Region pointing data
+--

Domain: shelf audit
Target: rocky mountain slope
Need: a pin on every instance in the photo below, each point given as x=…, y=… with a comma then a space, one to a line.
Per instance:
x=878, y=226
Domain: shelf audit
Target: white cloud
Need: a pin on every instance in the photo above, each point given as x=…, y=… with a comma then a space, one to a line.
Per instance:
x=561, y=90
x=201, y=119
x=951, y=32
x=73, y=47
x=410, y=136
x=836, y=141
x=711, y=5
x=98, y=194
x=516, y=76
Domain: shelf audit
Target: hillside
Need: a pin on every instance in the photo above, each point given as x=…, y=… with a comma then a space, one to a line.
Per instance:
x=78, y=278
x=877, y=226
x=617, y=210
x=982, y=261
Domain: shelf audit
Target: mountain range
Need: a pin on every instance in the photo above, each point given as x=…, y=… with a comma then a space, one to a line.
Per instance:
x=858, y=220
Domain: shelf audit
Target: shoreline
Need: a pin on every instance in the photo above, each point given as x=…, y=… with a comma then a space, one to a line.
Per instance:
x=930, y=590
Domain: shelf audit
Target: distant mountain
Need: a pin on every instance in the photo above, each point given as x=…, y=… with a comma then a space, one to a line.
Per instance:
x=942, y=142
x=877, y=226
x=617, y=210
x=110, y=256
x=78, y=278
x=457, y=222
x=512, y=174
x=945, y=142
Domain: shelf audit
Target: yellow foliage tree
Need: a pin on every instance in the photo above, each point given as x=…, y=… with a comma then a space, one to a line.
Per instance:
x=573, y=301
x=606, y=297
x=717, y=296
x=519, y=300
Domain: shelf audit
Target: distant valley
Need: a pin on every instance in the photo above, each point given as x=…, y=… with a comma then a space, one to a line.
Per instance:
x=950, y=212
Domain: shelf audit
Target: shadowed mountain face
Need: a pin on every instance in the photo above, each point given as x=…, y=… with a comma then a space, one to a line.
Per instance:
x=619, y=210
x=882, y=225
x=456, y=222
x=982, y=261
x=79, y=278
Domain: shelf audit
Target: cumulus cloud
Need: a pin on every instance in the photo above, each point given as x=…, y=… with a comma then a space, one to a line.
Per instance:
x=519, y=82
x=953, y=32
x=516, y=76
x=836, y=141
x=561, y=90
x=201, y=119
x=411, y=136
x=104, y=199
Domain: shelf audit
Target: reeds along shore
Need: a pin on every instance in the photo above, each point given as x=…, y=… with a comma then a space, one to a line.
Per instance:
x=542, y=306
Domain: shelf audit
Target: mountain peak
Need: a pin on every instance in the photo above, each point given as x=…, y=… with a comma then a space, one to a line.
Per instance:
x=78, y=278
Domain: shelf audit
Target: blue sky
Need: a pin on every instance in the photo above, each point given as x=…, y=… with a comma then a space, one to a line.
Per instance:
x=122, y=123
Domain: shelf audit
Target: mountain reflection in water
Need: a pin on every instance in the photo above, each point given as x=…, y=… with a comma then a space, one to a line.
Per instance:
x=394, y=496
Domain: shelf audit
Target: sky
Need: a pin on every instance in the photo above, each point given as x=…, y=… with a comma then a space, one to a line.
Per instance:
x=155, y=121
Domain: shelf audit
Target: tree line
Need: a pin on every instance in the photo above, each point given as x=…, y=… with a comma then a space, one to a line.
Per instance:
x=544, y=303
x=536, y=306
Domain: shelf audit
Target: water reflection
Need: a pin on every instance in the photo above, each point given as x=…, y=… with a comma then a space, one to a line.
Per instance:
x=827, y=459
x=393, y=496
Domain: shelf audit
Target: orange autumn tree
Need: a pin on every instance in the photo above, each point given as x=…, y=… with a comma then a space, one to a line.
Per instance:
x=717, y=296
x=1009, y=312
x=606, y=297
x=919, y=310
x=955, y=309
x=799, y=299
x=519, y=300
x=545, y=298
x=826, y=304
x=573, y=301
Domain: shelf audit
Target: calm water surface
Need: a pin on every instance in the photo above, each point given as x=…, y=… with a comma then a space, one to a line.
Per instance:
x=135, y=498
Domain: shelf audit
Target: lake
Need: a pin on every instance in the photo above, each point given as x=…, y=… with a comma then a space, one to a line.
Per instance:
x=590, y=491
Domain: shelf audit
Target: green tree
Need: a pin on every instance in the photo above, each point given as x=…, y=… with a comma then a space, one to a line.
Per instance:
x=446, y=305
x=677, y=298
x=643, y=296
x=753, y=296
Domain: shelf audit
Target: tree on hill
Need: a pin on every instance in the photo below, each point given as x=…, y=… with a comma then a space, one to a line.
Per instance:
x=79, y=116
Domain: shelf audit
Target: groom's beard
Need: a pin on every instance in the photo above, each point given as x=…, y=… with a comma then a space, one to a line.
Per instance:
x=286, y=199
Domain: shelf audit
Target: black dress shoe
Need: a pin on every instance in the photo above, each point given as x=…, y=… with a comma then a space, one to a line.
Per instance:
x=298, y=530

+--

**Task brief:** Each record above should be reproduced in full, exactly as it stands.

**Exercise response:**
Domain: shelf audit
Target: rocky mountain slope
Need: a pin on every instance in the photo below, each point given as x=…, y=… with a comma then a space, one to a line.
Per instance:
x=878, y=226
Domain: shelf audit
Target: white cloud
Need: a pin on every instance in the photo above, each point given as x=…, y=… with a comma then a space, one to a line.
Per instance:
x=561, y=90
x=201, y=119
x=951, y=32
x=73, y=47
x=410, y=136
x=836, y=141
x=711, y=5
x=98, y=194
x=516, y=76
Domain: shelf audit
Target: hillside
Need: a pin on every instance in the photo above, each point given as x=…, y=… with a comma then a space, one to a line.
Per instance:
x=78, y=278
x=877, y=226
x=617, y=210
x=982, y=261
Domain: shelf audit
Target: mountain range
Need: a pin on every instance in the photo above, each point given as x=…, y=… with a comma then a space, one to a line.
Per instance:
x=858, y=220
Domain: shelf audit
Target: shoreline
Need: a pin on every instance in the photo above, each point given as x=…, y=… with a comma then a space, one to a line.
Per instance:
x=930, y=590
Domain: shelf audit
Target: distant mountain
Need: a pin on every instance in the photo above, each point given as x=…, y=… with a comma then a space, one to a line.
Per instance:
x=942, y=142
x=877, y=226
x=617, y=210
x=110, y=256
x=78, y=278
x=457, y=222
x=512, y=174
x=945, y=142
Domain: shelf audit
Target: yellow foliage tree
Need: a pin on every instance in the photo above, each point given as x=…, y=… with a comma then a space, one to a line.
Per instance:
x=573, y=301
x=606, y=297
x=717, y=296
x=519, y=300
Domain: shelf audit
Target: distant valley
Need: a pin on every instance in the photo above, each point given as x=…, y=… with a comma then a space, one to a line.
Per instance:
x=950, y=212
Domain: shelf audit
Target: shadowed mountain face
Need: a pin on every instance in the photo above, each point given as x=…, y=… with a comma then a space, one to a line.
Per instance:
x=619, y=210
x=882, y=225
x=456, y=222
x=982, y=261
x=79, y=278
Domain: shelf audit
Target: cumulus cloud
Need: a pin on every instance in the photo above, each point given as x=…, y=… with a comma then a space, one to a line.
Per instance:
x=519, y=82
x=953, y=32
x=516, y=76
x=836, y=141
x=561, y=90
x=201, y=119
x=411, y=136
x=104, y=199
Domain: shelf audit
Target: reeds along shore
Need: a pin on every instance in the photo above, each point given as x=…, y=… with a comma then a space, one to a line.
Per instance:
x=542, y=306
Domain: shelf audit
Target: mountain peak
Need: a pin on every instance in the photo above, each point given as x=…, y=… with a comma then a space, one to a line.
Per instance:
x=78, y=278
Domain: shelf audit
Target: blue sky
Need: a pin on every instance in the photo above, each point given as x=…, y=… with a comma then a space, one to a line.
Per instance:
x=122, y=123
Domain: shelf audit
Target: mountain reflection in water
Need: a pin on every instance in the photo above, each point given as x=…, y=… with a comma then a space, one to a line.
Per instance:
x=394, y=496
Domain: shelf audit
Target: sky
Need: a pin on every instance in the photo above, each point given as x=…, y=… with a comma then a space, one to a line.
Per instance:
x=155, y=121
Domain: shelf audit
Target: tree line
Need: a pin on every instance in the photo above, each point given as x=…, y=… with a comma then a space, one to a line.
Per instance:
x=544, y=303
x=536, y=306
Domain: shelf audit
Target: water reflection
Need: a pin on every instance in the photo above, each point given as x=…, y=… with a comma then a space, one to a line.
Per instance:
x=827, y=459
x=393, y=496
Domain: shelf audit
Target: orange autumn tree
Need: a pin on every instance in the photo above, each point given as x=…, y=… with a comma then a space, one to a line.
Per instance:
x=717, y=296
x=1009, y=312
x=606, y=297
x=919, y=310
x=955, y=309
x=799, y=299
x=519, y=300
x=545, y=298
x=826, y=304
x=573, y=301
Domain: shelf audit
Target: calm water surface
Need: a pin on every instance in the photo above, each point given as x=…, y=… with a comma then a space, one to a line.
Per instance:
x=135, y=498
Domain: shelf audit
Target: lake
Need: a pin on every instance in the photo above, each point given as x=…, y=… with a comma then a space, one to a line.
Per instance:
x=590, y=491
Domain: shelf audit
Target: green tree
Need: a pin on every instance in the photo above, each point given as x=…, y=… with a comma then a space, one to a line.
Per instance:
x=446, y=305
x=677, y=298
x=643, y=296
x=753, y=296
Domain: shelf audit
Target: tree on hill
Need: a pin on every instance in the photo below, each point given as x=…, y=… with a comma then a space, one to a line.
Per instance:
x=79, y=116
Domain: shelf audit
Target: groom's beard
Need: a pin on every instance in the photo above, each point given as x=…, y=… with a comma then a space, one to a line.
Per instance:
x=286, y=199
Domain: shelf audit
Target: black dress shoe
Need: a pin on every instance in the photo above, each point given as x=…, y=… with a comma then a space, one to a line.
Per instance:
x=298, y=530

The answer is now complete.